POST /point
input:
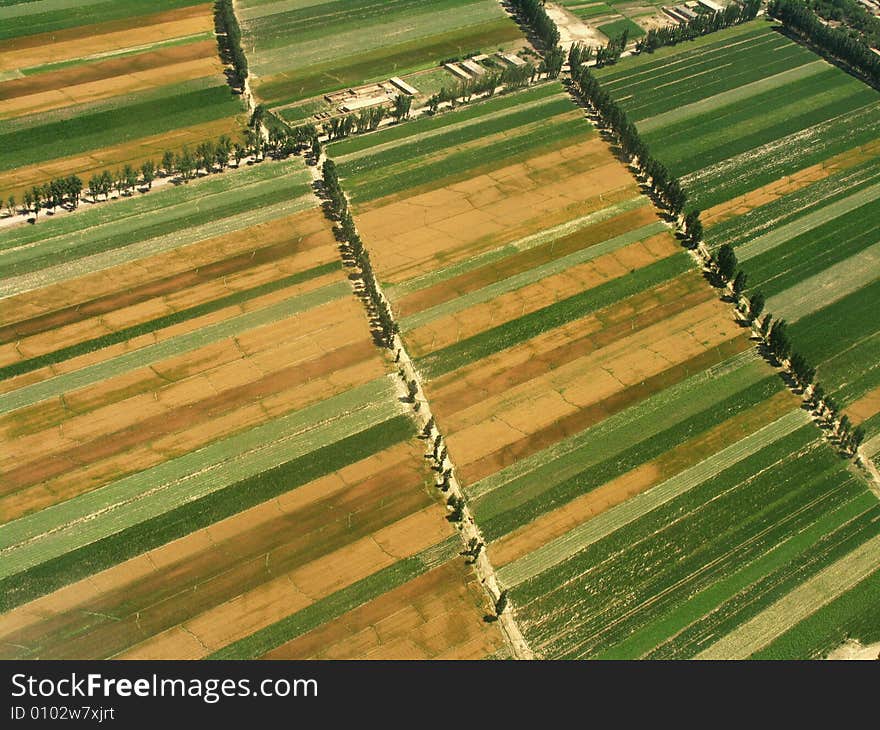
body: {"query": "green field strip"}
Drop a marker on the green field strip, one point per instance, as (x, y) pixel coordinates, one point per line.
(70, 525)
(798, 605)
(525, 501)
(35, 17)
(871, 447)
(621, 583)
(684, 399)
(739, 230)
(773, 160)
(704, 47)
(532, 276)
(299, 39)
(464, 164)
(838, 327)
(491, 140)
(810, 550)
(648, 94)
(396, 159)
(118, 53)
(372, 400)
(478, 110)
(75, 112)
(77, 135)
(815, 252)
(709, 145)
(197, 513)
(149, 354)
(548, 235)
(393, 138)
(825, 288)
(150, 247)
(341, 602)
(130, 213)
(555, 315)
(135, 229)
(656, 639)
(806, 223)
(604, 524)
(376, 65)
(732, 96)
(153, 325)
(852, 615)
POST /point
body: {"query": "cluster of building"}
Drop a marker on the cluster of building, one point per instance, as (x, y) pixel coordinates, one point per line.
(690, 10)
(361, 97)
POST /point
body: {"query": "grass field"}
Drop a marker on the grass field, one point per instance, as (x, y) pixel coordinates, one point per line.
(297, 52)
(207, 452)
(781, 151)
(82, 91)
(644, 481)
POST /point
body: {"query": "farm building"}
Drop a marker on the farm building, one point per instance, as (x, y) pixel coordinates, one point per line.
(457, 70)
(403, 86)
(511, 59)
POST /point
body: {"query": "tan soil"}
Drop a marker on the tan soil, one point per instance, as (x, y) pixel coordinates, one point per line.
(789, 184)
(118, 85)
(853, 650)
(242, 552)
(87, 40)
(586, 417)
(19, 180)
(281, 596)
(229, 407)
(865, 407)
(557, 522)
(101, 70)
(175, 270)
(438, 614)
(496, 422)
(453, 328)
(282, 328)
(419, 232)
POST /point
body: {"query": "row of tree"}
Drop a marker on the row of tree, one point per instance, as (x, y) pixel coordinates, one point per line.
(229, 38)
(387, 327)
(775, 338)
(207, 157)
(853, 15)
(723, 263)
(837, 42)
(666, 187)
(701, 25)
(534, 13)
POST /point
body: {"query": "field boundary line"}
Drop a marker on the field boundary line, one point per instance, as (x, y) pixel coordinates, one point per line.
(799, 604)
(584, 535)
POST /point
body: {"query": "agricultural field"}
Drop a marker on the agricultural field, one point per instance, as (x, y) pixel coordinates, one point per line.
(781, 152)
(644, 481)
(297, 51)
(106, 85)
(204, 452)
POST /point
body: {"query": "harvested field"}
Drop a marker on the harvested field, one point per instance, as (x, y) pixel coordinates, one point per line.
(89, 94)
(214, 446)
(622, 445)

To do ::
Locate each line in the items above that contains the word "query", and copy those lines.

Final answer ::
body: {"query": "green field strip"}
body: {"query": "cluster of building"}
body: {"query": "grass field"}
body: {"query": "farm building"}
body: {"query": "tan soil"}
body: {"query": "row of tree"}
body: {"query": "field boundary line"}
body: {"query": "agricultural field"}
body: {"query": "harvested field"}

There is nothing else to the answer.